### Problem statement
From the article on fentanyl exposure among police, extract word for word the passage that starts at "The rapid spread" and ends after "than pure heroin.".

### Exercise text
The rapid spread of synthetic opioids like fentanyl in cities throughout the U.S. are increasingly posing dangers to law enforcement.

Three police officers in Wisconsin were treated with the opioid overdose reversal drug Narcan after being exposed to fentanyl during drug busts in the Milwaukee area Friday. The potent painkiller is “all over the city” and “surrounding areas,” authorities said, according to FOX 6.

Two officers in Greendale, Wis., arrested two suspects Friday evening at Southridge Mall who were wanted for stealing a vehicle. During a search of the stolen car, the officers were exposed to an unknown substance suspected to be fentanyl, which can be 30 to 50 times stronger than pure heroin.

“The amount of fentanyl that can be deadly is so small that you couldn’t even see it,” Lt. Darin Peterburs of the Milwaukee Fire Department told FOX 6. “The fire department and the police department are going out on a daily basis multiple times a day and encountering heroin and fentanyl.”

(Collected data entries)

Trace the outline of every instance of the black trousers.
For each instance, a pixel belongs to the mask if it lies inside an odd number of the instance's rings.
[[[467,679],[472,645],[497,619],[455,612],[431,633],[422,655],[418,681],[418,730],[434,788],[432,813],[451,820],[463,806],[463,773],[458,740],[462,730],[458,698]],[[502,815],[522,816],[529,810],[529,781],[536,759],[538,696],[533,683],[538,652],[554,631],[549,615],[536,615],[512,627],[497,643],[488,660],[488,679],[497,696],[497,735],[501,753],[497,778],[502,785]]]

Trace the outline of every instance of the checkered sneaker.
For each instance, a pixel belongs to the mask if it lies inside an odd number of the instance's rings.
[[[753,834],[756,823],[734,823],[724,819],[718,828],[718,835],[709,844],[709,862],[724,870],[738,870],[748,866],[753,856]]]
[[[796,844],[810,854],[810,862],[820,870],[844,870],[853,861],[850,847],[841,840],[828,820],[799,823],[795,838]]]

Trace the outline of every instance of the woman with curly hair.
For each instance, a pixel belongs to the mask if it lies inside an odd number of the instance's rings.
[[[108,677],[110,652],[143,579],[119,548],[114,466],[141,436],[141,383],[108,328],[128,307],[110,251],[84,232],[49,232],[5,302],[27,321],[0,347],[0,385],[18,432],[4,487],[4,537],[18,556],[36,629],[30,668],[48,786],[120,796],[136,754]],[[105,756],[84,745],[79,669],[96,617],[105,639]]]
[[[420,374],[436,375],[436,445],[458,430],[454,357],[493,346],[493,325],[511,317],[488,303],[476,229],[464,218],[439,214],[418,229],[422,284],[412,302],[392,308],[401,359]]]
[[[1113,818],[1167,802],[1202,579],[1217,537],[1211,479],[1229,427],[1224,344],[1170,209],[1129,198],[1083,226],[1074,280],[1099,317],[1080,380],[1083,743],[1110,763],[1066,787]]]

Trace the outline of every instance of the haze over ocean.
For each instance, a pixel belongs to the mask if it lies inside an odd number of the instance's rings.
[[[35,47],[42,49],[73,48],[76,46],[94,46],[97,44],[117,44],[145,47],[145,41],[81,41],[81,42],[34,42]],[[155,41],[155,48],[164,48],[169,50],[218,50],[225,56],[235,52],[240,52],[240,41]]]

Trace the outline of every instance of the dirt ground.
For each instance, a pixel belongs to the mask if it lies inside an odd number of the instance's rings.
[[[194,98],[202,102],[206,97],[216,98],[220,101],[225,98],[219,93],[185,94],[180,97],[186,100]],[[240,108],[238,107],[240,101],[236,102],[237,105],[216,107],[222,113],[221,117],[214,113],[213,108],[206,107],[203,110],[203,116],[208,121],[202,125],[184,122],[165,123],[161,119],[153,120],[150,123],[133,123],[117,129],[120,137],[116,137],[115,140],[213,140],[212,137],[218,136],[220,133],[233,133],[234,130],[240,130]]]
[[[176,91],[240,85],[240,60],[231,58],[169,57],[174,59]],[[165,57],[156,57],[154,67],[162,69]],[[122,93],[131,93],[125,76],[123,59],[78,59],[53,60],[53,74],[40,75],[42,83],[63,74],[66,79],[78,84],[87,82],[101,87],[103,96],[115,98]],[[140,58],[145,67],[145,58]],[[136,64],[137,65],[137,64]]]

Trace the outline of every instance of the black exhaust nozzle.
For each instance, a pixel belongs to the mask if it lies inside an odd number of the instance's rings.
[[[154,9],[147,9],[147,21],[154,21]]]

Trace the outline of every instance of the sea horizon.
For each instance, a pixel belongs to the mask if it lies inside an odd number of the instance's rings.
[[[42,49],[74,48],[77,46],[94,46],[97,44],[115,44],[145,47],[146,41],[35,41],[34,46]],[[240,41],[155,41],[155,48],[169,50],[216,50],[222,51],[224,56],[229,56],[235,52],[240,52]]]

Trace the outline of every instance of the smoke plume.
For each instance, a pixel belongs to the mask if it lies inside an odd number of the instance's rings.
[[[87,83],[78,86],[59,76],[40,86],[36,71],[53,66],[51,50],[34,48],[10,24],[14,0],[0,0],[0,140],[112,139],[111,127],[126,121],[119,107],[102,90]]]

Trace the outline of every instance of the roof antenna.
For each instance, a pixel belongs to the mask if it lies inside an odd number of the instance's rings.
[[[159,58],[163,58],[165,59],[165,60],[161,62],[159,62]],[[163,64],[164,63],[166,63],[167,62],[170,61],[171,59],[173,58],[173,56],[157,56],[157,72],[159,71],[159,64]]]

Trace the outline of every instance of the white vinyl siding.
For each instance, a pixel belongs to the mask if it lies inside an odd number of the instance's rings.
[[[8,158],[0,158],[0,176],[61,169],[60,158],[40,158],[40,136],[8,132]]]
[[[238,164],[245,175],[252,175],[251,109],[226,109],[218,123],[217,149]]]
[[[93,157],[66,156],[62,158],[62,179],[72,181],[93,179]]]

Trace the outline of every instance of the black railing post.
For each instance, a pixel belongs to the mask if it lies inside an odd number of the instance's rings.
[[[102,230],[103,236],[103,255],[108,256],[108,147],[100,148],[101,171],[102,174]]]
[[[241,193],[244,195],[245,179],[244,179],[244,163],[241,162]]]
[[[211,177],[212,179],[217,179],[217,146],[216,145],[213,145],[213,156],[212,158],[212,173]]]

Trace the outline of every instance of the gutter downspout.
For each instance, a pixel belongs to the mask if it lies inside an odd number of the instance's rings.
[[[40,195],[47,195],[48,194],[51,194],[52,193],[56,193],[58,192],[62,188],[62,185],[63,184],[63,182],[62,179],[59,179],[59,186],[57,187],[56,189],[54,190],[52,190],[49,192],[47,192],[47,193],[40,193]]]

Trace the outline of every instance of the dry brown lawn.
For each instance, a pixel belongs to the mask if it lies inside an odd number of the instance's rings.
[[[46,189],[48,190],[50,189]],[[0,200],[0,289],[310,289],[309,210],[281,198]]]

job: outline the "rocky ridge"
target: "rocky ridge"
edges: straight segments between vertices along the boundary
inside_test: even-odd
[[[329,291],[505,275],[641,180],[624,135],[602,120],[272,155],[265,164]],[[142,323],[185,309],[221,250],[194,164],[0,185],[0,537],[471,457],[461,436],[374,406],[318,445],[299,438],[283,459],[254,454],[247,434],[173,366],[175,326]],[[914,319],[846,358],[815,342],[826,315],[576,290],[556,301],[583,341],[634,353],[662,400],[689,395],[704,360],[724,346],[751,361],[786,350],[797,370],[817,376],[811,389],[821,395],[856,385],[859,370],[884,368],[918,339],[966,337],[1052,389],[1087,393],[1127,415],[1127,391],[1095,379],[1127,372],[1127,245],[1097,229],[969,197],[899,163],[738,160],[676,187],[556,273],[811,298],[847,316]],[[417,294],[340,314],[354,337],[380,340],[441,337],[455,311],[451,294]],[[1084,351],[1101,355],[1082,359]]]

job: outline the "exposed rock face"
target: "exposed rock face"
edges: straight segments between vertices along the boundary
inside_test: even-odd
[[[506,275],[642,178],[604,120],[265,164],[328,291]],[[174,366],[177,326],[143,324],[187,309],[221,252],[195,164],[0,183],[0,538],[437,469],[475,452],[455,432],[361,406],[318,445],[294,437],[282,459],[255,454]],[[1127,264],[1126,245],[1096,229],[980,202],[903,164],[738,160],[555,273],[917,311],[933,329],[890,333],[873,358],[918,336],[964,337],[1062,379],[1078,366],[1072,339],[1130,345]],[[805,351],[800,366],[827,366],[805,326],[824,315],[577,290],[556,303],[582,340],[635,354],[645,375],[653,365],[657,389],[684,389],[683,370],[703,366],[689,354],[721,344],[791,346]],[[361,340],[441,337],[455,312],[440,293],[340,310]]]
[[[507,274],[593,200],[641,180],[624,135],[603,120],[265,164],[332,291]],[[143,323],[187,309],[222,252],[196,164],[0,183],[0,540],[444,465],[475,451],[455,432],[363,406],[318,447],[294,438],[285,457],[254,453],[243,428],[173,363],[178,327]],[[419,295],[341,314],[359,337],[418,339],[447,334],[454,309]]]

### Written solution
The rapid spread of synthetic opioids like fentanyl in cities throughout the U.S. are increasingly posing dangers to law enforcement.

Three police officers in Wisconsin were treated with the opioid overdose reversal drug Narcan after being exposed to fentanyl during drug busts in the Milwaukee area Friday. The potent painkiller is “all over the city” and “surrounding areas,” authorities said, according to FOX 6.

Two officers in Greendale, Wis., arrested two suspects Friday evening at Southridge Mall who were wanted for stealing a vehicle. During a search of the stolen car, the officers were exposed to an unknown substance suspected to be fentanyl, which can be 30 to 50 times stronger than pure heroin.